▶ Text block
###
Please google "Natural Birth Control". It's not the same thing as the rhythm method and it's exactly as reliable as the woman who practices it. My wife and I used it for 14 years, both for purposes of getting pregnant and avoiding getting pregnant, before circumstances no longer allowed.

LW - a close friend suffered the same crippling pain after his vasectomy. Hardly even saw him for a year. I can't imagine how awful it was for him (he's reluctant to talk about it), even without a horrible wife dismissing him as crazy. He eventually had his vasectomy reversed, and the pain resolved. Look into it - insurance might even cover it as a medical necessity.

P.S. Thanks, Dan, for tracking down what info you could on vasectomy complications. Strange that the research is so thin.
22
There's a lot of gender-stereotyping sexism against the husband in the comments here, mixed with some victim-blaming. I would have expected better.

The wife is a rotten person who lied to him. Regardless of whether it was prudent for him to rely on her, his is an error of trusting someone he loved who ostensibly loved him in return, while hers is a deliberate perpetuation of fraud and betrayal. These two things are not even close in terms of moral culpability.

Second, she pushed him into a medical procedure he neither wanted nor needed and then when it resulted in significantly unpleasant side effects, alternates between telling him he's lying about it or downplaying its severity entirely. That is also a rotten course of conduct.

The wife-hating seems justified here.

Yeah, yeah, yeah, I see that some of you apparently can't conceive of a hetero relationship where the man is more stoic/laid back/appeasing while the woman is the more assertive and dominant personality in the relationship and want to jump all over him for not being as decisive and responsible as a man ought to be. But the conversational tone of this guy's writing might be an important indicator of the kind of guy he is and the kind of relationship he and his wife have.
23
@ 18, it is strange. I don't take hormonal birth control because of bad reactions, and no IUD because of cramping, so we're left with barrier methods, the last ten years it's been condoms which is a pain but you just have to do it. I'm in my mid 40s now but we still take the approach that there is NO "safe period".
###
▶ Provided records

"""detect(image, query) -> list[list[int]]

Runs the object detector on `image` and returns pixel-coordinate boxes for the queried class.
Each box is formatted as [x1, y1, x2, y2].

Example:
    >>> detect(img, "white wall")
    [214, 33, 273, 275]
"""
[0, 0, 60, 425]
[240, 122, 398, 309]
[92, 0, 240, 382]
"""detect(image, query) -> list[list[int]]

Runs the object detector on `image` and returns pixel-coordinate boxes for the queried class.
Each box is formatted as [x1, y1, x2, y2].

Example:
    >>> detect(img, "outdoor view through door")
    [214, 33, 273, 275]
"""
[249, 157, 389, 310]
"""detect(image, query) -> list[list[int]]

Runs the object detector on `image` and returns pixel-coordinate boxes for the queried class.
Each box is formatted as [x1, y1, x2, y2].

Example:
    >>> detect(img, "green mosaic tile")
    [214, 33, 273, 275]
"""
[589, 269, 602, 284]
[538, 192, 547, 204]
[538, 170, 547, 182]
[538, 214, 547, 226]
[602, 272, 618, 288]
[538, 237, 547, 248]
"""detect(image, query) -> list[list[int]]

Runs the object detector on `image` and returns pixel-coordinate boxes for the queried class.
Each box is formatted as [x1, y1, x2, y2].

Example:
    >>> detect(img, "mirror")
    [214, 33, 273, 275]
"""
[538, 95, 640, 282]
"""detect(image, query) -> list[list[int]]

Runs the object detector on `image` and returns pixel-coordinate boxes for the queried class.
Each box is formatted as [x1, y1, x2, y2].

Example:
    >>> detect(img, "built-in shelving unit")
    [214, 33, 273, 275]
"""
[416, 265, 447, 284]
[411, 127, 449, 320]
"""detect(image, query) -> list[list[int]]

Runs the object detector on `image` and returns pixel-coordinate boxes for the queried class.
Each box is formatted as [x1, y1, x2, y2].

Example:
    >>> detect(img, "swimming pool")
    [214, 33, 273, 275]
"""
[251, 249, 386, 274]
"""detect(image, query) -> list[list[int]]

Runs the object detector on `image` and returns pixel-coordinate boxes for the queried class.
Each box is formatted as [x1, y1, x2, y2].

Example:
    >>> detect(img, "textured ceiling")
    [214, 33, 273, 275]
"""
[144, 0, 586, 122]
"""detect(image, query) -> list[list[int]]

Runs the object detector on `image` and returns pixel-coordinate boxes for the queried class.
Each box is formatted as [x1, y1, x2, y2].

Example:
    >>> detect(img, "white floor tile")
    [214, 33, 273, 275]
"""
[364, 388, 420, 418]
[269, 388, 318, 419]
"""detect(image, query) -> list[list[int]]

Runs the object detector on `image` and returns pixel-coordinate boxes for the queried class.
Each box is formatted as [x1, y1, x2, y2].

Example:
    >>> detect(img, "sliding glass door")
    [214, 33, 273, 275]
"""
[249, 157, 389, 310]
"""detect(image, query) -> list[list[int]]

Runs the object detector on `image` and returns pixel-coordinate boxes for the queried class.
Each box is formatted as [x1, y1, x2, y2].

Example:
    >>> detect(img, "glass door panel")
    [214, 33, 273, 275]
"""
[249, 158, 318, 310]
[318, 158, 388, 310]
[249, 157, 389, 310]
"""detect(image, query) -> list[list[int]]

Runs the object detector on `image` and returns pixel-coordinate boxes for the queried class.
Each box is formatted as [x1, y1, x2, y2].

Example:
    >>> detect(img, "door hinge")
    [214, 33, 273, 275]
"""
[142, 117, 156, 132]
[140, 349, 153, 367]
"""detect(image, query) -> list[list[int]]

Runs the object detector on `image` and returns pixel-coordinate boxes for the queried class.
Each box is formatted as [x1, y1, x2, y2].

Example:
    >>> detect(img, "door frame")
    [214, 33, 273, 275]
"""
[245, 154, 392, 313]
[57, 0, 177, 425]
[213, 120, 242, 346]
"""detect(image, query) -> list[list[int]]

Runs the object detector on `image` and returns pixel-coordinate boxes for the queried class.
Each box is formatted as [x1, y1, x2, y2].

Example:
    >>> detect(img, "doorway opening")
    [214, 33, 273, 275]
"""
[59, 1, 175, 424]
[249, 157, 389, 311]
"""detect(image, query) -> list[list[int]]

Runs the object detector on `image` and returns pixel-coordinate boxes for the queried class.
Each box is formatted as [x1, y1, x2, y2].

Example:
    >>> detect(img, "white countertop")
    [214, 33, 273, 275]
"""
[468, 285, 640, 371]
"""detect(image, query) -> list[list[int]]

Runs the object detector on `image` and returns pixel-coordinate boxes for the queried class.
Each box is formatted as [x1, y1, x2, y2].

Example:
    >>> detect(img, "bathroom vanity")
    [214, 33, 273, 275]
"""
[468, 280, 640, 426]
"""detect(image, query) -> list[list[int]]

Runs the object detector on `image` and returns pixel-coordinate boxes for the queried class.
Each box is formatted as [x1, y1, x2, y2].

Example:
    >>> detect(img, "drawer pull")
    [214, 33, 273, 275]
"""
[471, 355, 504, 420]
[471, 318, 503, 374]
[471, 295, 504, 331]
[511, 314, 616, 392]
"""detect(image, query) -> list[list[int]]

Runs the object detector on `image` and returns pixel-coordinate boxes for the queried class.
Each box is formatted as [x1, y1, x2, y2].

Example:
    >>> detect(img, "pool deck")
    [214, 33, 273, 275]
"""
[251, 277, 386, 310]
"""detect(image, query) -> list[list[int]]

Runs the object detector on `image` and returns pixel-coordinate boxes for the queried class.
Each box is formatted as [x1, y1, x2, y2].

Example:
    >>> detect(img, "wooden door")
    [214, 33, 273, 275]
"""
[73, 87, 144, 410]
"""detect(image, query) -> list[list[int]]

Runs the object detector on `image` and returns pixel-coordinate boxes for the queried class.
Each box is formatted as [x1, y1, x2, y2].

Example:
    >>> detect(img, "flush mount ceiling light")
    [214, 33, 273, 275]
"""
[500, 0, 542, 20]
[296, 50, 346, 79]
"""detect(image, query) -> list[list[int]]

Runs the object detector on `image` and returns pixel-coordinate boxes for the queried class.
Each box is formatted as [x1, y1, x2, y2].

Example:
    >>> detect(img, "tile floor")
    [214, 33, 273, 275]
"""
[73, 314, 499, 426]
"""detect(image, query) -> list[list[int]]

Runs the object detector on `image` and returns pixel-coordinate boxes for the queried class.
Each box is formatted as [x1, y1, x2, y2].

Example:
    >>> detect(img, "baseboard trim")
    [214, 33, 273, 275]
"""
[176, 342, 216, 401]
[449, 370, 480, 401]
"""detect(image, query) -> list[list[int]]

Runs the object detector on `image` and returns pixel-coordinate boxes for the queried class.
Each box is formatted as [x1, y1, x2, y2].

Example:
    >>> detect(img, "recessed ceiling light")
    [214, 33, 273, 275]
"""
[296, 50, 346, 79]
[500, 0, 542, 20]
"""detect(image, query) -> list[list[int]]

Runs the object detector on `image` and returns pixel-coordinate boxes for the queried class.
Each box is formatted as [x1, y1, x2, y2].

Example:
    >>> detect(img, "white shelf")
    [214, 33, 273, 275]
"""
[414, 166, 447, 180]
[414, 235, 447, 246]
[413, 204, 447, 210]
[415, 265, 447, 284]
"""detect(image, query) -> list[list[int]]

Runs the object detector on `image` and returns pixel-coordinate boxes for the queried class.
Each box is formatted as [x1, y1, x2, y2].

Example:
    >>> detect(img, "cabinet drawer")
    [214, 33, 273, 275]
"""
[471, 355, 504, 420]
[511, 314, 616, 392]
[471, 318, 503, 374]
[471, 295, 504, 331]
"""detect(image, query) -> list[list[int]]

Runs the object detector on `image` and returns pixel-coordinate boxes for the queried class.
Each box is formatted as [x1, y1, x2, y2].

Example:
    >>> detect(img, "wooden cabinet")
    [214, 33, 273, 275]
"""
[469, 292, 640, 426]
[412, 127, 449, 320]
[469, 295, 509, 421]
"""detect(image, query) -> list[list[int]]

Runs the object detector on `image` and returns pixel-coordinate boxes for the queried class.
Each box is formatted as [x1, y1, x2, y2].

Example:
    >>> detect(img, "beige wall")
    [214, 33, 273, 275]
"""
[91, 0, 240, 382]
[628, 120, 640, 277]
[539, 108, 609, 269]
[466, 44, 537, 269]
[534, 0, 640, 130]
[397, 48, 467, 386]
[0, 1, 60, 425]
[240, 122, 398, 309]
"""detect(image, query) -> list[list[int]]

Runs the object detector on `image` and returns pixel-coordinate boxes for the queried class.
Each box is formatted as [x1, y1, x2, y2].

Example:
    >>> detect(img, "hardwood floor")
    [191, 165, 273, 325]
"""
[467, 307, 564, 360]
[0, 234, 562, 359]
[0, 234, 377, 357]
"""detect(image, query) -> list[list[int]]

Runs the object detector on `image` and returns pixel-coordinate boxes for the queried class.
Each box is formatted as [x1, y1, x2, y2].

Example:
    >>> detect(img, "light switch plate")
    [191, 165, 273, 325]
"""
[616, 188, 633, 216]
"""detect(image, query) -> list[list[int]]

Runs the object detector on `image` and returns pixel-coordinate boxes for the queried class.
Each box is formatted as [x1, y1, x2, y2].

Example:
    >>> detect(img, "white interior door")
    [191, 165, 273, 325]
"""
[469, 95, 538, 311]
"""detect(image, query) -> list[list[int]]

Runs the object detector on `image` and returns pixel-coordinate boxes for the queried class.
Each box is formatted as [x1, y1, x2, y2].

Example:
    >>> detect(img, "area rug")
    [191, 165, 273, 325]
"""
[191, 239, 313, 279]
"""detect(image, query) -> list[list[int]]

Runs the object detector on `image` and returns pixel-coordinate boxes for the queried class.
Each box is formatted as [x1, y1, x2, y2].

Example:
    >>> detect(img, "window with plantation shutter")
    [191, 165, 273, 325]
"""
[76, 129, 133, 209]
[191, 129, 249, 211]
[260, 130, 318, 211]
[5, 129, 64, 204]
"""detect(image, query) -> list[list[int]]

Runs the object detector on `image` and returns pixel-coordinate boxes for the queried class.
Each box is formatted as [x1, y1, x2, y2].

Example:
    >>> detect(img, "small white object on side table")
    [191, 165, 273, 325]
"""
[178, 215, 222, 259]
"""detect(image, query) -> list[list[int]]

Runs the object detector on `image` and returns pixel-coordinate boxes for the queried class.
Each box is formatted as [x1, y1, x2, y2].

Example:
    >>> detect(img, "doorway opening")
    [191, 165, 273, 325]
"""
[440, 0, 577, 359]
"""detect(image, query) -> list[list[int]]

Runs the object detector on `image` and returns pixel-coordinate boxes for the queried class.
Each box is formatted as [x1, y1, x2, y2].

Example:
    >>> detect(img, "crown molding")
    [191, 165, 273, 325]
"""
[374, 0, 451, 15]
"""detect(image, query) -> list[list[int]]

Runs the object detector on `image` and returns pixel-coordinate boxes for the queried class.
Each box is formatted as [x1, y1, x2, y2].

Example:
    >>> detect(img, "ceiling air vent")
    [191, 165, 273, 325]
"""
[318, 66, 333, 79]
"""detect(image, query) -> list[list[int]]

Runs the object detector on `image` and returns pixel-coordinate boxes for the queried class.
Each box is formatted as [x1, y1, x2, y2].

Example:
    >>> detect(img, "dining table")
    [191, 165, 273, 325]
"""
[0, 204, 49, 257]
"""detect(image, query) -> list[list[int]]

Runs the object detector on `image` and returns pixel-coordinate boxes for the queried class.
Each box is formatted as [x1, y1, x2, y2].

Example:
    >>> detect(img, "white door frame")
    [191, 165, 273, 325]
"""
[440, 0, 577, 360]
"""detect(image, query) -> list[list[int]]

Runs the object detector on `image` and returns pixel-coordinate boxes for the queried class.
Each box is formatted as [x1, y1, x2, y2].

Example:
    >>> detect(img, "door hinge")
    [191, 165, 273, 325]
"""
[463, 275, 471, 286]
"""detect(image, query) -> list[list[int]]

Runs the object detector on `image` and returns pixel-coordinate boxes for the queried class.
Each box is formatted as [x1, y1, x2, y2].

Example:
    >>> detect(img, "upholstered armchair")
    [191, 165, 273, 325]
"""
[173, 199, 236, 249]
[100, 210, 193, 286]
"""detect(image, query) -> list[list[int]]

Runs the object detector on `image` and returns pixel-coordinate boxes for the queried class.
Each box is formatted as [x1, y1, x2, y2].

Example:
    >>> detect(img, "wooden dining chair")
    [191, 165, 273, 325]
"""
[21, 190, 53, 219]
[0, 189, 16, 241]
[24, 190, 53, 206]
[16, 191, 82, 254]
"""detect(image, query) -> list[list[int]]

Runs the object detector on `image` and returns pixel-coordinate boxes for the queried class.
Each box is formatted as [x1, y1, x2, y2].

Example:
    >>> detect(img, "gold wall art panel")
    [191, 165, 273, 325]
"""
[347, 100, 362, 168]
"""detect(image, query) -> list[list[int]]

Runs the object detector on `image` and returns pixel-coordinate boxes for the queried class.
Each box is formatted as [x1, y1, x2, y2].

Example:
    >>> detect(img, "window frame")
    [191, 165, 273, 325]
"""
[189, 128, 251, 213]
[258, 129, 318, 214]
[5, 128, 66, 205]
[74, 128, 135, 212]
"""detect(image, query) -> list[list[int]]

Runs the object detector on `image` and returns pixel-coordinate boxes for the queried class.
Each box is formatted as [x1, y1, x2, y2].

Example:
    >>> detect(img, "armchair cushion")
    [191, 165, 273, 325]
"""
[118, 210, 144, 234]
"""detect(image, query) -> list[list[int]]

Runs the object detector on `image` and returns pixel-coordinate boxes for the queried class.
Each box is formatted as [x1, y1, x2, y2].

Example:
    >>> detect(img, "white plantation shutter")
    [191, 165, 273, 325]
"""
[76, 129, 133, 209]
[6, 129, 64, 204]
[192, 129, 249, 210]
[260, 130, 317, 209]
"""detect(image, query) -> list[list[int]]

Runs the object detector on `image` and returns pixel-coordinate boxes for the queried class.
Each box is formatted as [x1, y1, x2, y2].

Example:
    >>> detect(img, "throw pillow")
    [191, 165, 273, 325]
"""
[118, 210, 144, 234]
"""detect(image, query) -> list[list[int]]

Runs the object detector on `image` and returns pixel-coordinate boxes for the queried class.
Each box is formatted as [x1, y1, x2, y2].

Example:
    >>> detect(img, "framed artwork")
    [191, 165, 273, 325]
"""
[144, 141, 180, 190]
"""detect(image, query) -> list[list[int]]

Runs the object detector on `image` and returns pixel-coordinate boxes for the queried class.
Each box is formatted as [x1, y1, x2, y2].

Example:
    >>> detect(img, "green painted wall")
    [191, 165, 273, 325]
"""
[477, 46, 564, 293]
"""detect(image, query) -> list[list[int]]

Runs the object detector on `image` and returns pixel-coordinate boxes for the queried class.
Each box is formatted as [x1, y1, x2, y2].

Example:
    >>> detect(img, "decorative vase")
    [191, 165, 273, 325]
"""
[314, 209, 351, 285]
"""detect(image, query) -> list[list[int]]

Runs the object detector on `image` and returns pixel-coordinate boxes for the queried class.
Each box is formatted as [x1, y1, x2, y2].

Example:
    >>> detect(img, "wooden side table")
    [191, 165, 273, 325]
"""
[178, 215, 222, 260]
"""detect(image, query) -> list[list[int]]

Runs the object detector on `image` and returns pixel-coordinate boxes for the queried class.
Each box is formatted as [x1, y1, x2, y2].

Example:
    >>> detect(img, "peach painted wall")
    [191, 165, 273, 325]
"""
###
▶ Work order 1
In the comment thread, why is the writer who mentions being "in my mid 40s" left with barrier methods? Answer in one to three sentences.
▶ Work order 2
Can you write out the part of the comment thread that begins at the words "LW - a close" and stops after "a medical necessity."?

▶ Answer space 1
That writer doesn't take hormonal birth control because of bad reactions and doesn't use an IUD because of cramping. That leaves barrier methods, which for the last ten years have been condoms.

▶ Answer space 2
LW - a close friend suffered the same crippling pain after his vasectomy. Hardly even saw him for a year. I can't imagine how awful it was for him (he's reluctant to talk about it), even without a horrible wife dismissing him as crazy. He eventually had his vasectomy reversed, and the pain resolved. Look into it - insurance might even cover it as a medical necessity.